4. Not Setting Money Aside for Estimated Tax Payments

Speaking of the self-employment tax, many sole-proprietors face a rude awakening at tax time if they fail to put money away ahead of time to fulfill this tax obligation. Estimated taxes are quarterly payments required when one expects to owe a significant amount in taxes. While half of your self-employment tax is deductible, it must still be paid. You also will be required to pay income tax on the income from your business. Failure to plan ahead for these taxes has resulted in plenty of tax-time anxiety and heartache for the self-employed.

As a self-employed individual, you don’t have an employer withholding taxes from your paycheck throughout the year. Instead, you’re responsible for making estimated tax payments to the IRS on a quarterly basis. These payments are designed to cover your income tax liability in advance, helping you avoid a hefty tax bill at the end of the year.

Estimated tax payments are usually due on April 15th, June 15th, September 15th, and January 15th of the following year. If you expect to owe at least $1,000 in taxes for the year, you’re required to make these payments. Failing to do so can result in an underpayment penalty, which is an additional cost you definitely want to avoid. By staying on top of your estimated payments, you can manage your cash flow more effectively and reduce stress when it’s time to file your taxes.

5. Missing Deductions

This is a very common tax mistake made by the self-employed. You don’t want to give Uncle Sam any more than you have to, do you? Make sure you research and take advantage of all of the tax deductions available to your business. Some commonly missed tax-deductible items are:

  • Startup costs
  • Subscriptions to industry-related periodicals
  • Software subscription fees
  • Entertainment expenses for wining and dining clients
  • Business-related vehicle expenses and travel costs
  • Education and training (such as conferences, training courses, and workshops that are directly related to the business)
  • Promotional items and advertising
  • Internet and phone service
  • Interest expense
  • Office equipment, such as smartphones, tablets and computers
  • Home office deduction
  • Qualified business income deduction
  • Retirement plan contributions deduction
  • Deducting costs for health insurance
  • Self employment tax deduction (half of the tax can be deducted)

Make sure you take advantage of all the tax breaks you can. If you don’t, you might as well be throwing money out the window.

----------

» Exercises to complete
1. Return the passage from the tax article starting at "5. Missing Deductions" and ending at "to the business)".
2. In the tax article, how much tax must you expect to owe for the year before estimated payments are required?
3. Extend the tax article on self-employment tax mistakes, picking up after its final sentence.
The rows that follow have nothing to do with the tax article.

----------

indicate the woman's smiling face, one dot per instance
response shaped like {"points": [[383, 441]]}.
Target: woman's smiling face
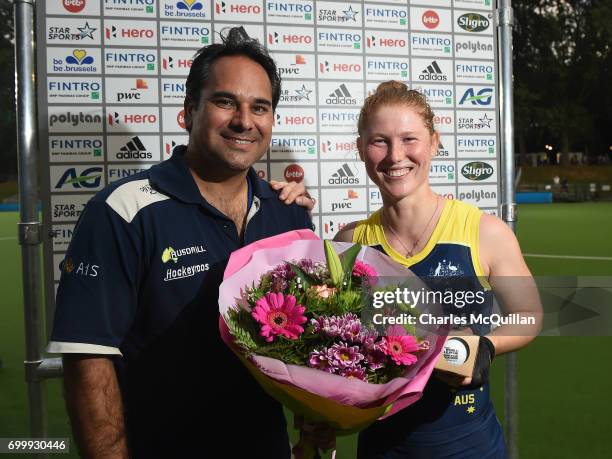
{"points": [[397, 149]]}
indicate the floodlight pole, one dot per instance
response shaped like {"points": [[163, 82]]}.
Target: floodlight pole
{"points": [[505, 23]]}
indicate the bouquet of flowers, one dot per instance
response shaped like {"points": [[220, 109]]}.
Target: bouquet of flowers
{"points": [[292, 309]]}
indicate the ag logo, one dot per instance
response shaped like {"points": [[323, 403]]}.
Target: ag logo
{"points": [[90, 178], [473, 22], [477, 171], [169, 254]]}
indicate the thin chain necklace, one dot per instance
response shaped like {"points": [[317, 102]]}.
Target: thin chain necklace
{"points": [[409, 252]]}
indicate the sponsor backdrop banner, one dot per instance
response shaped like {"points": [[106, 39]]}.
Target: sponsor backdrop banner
{"points": [[112, 81]]}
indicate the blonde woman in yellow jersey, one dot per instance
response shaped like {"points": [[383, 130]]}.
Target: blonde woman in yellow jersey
{"points": [[435, 237]]}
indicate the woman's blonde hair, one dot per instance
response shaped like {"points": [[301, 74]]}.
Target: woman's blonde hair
{"points": [[395, 93]]}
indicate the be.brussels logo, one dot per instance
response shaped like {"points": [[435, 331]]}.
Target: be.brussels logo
{"points": [[477, 97], [77, 178], [294, 173], [430, 19], [477, 171], [473, 22]]}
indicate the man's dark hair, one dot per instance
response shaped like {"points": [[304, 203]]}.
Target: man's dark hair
{"points": [[236, 43]]}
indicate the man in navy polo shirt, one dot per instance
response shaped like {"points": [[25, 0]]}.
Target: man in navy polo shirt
{"points": [[146, 373]]}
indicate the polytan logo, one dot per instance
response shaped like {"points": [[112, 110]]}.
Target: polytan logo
{"points": [[474, 47], [476, 97], [472, 22], [423, 44], [290, 39], [296, 12], [173, 91], [239, 10], [298, 93], [184, 35], [173, 119], [76, 148], [430, 19], [474, 72], [339, 14], [77, 178], [176, 62], [295, 120], [115, 173], [386, 17], [294, 66], [338, 40], [188, 9], [338, 93], [68, 208], [337, 120], [344, 200], [387, 42], [71, 119], [444, 121], [479, 195], [474, 121], [446, 147], [172, 141], [341, 147], [340, 67], [130, 61], [386, 68], [477, 171], [74, 90], [343, 174], [131, 91], [132, 119], [294, 173], [131, 8], [437, 96], [133, 148], [442, 172], [476, 146], [433, 71], [293, 147], [118, 32], [73, 31]]}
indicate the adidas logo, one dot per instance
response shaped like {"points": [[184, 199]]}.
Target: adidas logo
{"points": [[344, 176], [432, 73], [134, 149], [341, 96]]}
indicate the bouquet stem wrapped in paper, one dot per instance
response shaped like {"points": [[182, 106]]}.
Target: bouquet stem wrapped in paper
{"points": [[290, 308]]}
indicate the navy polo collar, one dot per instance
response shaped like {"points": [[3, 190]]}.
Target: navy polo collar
{"points": [[173, 178]]}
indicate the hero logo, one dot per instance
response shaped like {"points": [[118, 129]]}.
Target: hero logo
{"points": [[221, 7], [346, 202], [180, 119], [326, 67], [90, 178], [477, 170], [473, 22], [128, 33], [344, 176], [74, 6], [482, 97], [273, 38], [169, 63], [374, 42], [294, 120], [430, 19], [294, 173], [147, 118]]}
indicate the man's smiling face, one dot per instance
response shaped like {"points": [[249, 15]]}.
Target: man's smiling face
{"points": [[231, 126]]}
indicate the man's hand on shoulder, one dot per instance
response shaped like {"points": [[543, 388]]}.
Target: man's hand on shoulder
{"points": [[290, 192]]}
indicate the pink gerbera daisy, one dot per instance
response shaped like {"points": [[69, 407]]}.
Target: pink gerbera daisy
{"points": [[279, 315], [399, 345]]}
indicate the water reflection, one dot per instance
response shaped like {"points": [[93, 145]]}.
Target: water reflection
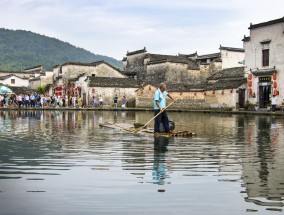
{"points": [[263, 171], [240, 156], [160, 171]]}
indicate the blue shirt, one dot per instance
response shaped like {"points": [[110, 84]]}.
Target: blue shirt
{"points": [[161, 98]]}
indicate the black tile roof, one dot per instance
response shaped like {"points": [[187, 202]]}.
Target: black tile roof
{"points": [[246, 39], [229, 73], [178, 87], [39, 67], [208, 56], [271, 22], [112, 82], [189, 55], [263, 72], [89, 64], [157, 58], [35, 79], [136, 52], [226, 84], [16, 72], [8, 76], [231, 49], [19, 90]]}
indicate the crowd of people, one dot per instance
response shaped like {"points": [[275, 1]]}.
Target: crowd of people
{"points": [[35, 100]]}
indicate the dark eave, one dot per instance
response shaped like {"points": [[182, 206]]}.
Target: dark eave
{"points": [[263, 24], [246, 39], [229, 73], [34, 67], [264, 72], [112, 82], [231, 49], [209, 56], [136, 52]]}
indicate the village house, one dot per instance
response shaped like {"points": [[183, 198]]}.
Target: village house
{"points": [[14, 80], [150, 68], [107, 88], [224, 89], [65, 75], [92, 79], [264, 61], [203, 80], [155, 68]]}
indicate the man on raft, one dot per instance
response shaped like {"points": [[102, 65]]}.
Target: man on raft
{"points": [[159, 106]]}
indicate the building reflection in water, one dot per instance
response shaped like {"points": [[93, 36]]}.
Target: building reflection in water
{"points": [[244, 145], [160, 171], [263, 164]]}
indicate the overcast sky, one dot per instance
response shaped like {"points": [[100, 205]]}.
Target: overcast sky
{"points": [[113, 27]]}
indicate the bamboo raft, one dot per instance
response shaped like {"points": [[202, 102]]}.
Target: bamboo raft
{"points": [[145, 131]]}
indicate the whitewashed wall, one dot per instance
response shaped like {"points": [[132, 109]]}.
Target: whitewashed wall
{"points": [[19, 82], [232, 59], [253, 54]]}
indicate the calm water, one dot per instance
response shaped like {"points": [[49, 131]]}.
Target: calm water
{"points": [[64, 163]]}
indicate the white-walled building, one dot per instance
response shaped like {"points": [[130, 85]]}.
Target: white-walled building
{"points": [[13, 80], [232, 57], [264, 61]]}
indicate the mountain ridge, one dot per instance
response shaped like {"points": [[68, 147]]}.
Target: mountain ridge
{"points": [[21, 49]]}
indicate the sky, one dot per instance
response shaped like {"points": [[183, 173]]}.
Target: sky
{"points": [[113, 27]]}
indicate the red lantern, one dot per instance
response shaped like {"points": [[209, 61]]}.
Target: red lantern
{"points": [[250, 83], [250, 91], [275, 92], [275, 84], [250, 76]]}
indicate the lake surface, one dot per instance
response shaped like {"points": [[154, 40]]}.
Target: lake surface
{"points": [[62, 162]]}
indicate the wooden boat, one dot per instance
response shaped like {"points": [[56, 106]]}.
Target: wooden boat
{"points": [[145, 131]]}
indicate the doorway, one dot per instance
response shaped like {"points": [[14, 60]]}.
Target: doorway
{"points": [[264, 92]]}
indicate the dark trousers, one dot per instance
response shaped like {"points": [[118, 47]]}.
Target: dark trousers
{"points": [[163, 117]]}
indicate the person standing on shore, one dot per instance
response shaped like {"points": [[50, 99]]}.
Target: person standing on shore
{"points": [[273, 103], [123, 102], [159, 106], [115, 100], [101, 101], [19, 100]]}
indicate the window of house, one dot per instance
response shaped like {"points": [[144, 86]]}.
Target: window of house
{"points": [[265, 57], [265, 53]]}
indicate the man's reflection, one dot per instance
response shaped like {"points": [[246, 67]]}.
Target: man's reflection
{"points": [[159, 167]]}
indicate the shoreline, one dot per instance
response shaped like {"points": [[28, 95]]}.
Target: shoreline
{"points": [[218, 111]]}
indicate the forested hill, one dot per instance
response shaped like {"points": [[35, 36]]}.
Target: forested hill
{"points": [[23, 49]]}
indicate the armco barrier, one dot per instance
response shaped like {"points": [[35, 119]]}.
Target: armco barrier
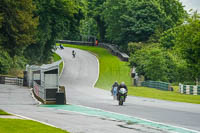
{"points": [[156, 84], [189, 89], [110, 47]]}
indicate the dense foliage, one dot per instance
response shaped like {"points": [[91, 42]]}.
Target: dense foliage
{"points": [[29, 29], [175, 58]]}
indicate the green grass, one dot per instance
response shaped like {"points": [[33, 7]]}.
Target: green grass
{"points": [[112, 69], [163, 95], [56, 57], [3, 112], [26, 126]]}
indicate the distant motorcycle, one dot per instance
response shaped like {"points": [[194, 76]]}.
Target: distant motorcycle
{"points": [[114, 93], [122, 96]]}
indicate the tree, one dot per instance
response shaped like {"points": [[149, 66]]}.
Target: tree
{"points": [[96, 8], [17, 25], [57, 19], [187, 42]]}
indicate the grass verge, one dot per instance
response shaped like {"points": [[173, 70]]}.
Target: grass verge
{"points": [[112, 69], [26, 126], [3, 112]]}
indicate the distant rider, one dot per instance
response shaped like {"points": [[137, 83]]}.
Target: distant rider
{"points": [[114, 88], [61, 46], [122, 85]]}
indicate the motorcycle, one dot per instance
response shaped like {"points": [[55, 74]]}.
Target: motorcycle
{"points": [[114, 93], [122, 96]]}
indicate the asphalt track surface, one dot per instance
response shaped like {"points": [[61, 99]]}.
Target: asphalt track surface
{"points": [[79, 77]]}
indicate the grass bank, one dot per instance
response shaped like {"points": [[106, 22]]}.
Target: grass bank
{"points": [[112, 69], [3, 112], [26, 126]]}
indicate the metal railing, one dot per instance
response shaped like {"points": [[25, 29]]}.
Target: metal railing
{"points": [[11, 80]]}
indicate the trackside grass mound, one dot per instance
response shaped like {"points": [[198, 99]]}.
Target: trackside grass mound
{"points": [[112, 69], [26, 126], [3, 112]]}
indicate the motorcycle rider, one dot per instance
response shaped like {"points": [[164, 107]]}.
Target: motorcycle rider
{"points": [[113, 87], [122, 85]]}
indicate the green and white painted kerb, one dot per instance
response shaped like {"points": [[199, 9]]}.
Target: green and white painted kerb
{"points": [[120, 117], [189, 89]]}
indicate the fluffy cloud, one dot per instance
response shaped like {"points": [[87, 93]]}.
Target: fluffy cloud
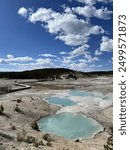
{"points": [[106, 44], [22, 11], [63, 53], [47, 55], [91, 11], [42, 14], [66, 26], [11, 58], [97, 52], [78, 51], [73, 40]]}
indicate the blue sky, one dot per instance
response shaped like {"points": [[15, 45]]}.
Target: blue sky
{"points": [[74, 34]]}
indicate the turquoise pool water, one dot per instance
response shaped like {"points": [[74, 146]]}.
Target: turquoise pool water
{"points": [[60, 101], [69, 125], [80, 93]]}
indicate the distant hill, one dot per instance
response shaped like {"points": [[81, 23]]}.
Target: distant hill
{"points": [[51, 73]]}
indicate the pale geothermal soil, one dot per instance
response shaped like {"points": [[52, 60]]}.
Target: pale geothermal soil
{"points": [[34, 107]]}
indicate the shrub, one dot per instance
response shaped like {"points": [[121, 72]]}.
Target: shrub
{"points": [[49, 144], [35, 126], [47, 137], [1, 109], [17, 108]]}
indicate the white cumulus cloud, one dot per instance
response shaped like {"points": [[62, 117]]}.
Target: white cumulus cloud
{"points": [[106, 44], [91, 11], [22, 11]]}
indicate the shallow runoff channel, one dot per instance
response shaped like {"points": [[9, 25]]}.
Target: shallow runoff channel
{"points": [[67, 122]]}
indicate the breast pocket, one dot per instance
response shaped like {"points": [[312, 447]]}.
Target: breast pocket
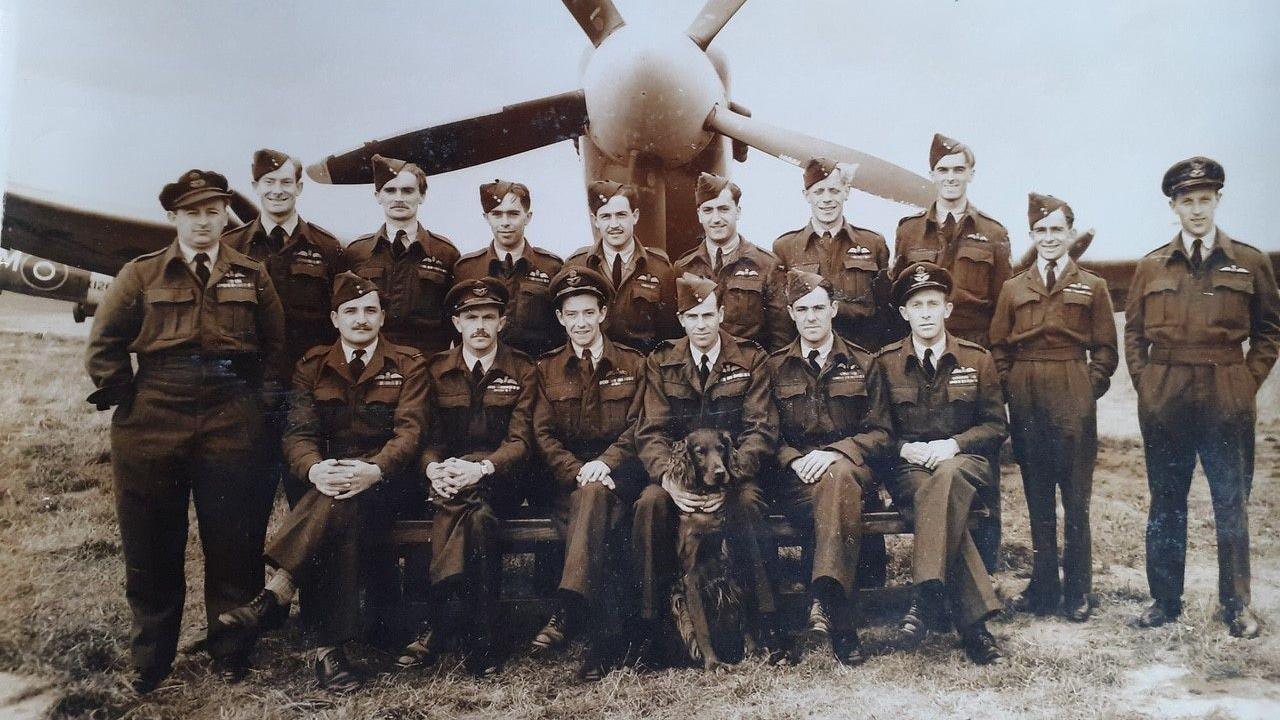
{"points": [[170, 313]]}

----------

» Response list
1.
5. Missing Deductions

This is a very common tax mistake made by the self-employed. You don’t want to give Uncle Sam any more than you have to, do you? Make sure you research and take advantage of all of the tax deductions available to your business. Some commonly missed tax-deductible items are:

  • Startup costs
  • Subscriptions to industry-related periodicals
  • Software subscription fees
  • Entertainment expenses for wining and dining clients
  • Business-related vehicle expenses and travel costs
  • Education and training (such as conferences, training courses, and workshops that are directly related to the business)

2. At least $1,000.

3.
6. Not Hiring a Qualified Tax Preparer for Help

We get it: you went into business because you hustle, and you’re fine with a do-it-yourself approach for a lot of tasks. You don’t mind wearing all the hats. You might even enjoy it. And there’s no rule that says you have to hire an accountant for your taxes.

But for a lot of entrepreneurs, taxes are a complicated task would be better off entrusted to a professional. Part of being a good business owner is delegating tasks to the people best equipped to do them well, and taxes can absolutely fall in that category.

When you’re a “typical” employee, you might just have to file a W-2 and a few other tax forms. Those taxes aren’t too complicated. But when you’re self employed, you add so many “extras” to your tax return: business income, business deductions, employment taxes, state sales taxes, and more. With so many pieces to your tax puzzle, it’s all to easy to make mistakes during tax season.

Working with a qualified tax professional can help ensure you don’t overlook any tax liabilities and take full advantage of all the deductions available to you.

Conclusion

Navigating self-employment taxes can feel overwhelming, but avoiding common mistakes can save you time, money, and stress. By staying organized, keeping accurate records, understanding your tax obligations, and considering the benefits of incorporating, you can set yourself up for success. Don’t hesitate to seek professional guidance when needed — partnering with an expert can make all the difference in managing your taxes effectively. With a proactive approach, you can focus on growing your business while staying on top of your financial responsibilities.

Disclaimer: The content on this page is for information purposes only and does not constitute legal, tax, or accounting advice. If you have specific questions about any of these topics, seek the counsel of a licensed professional.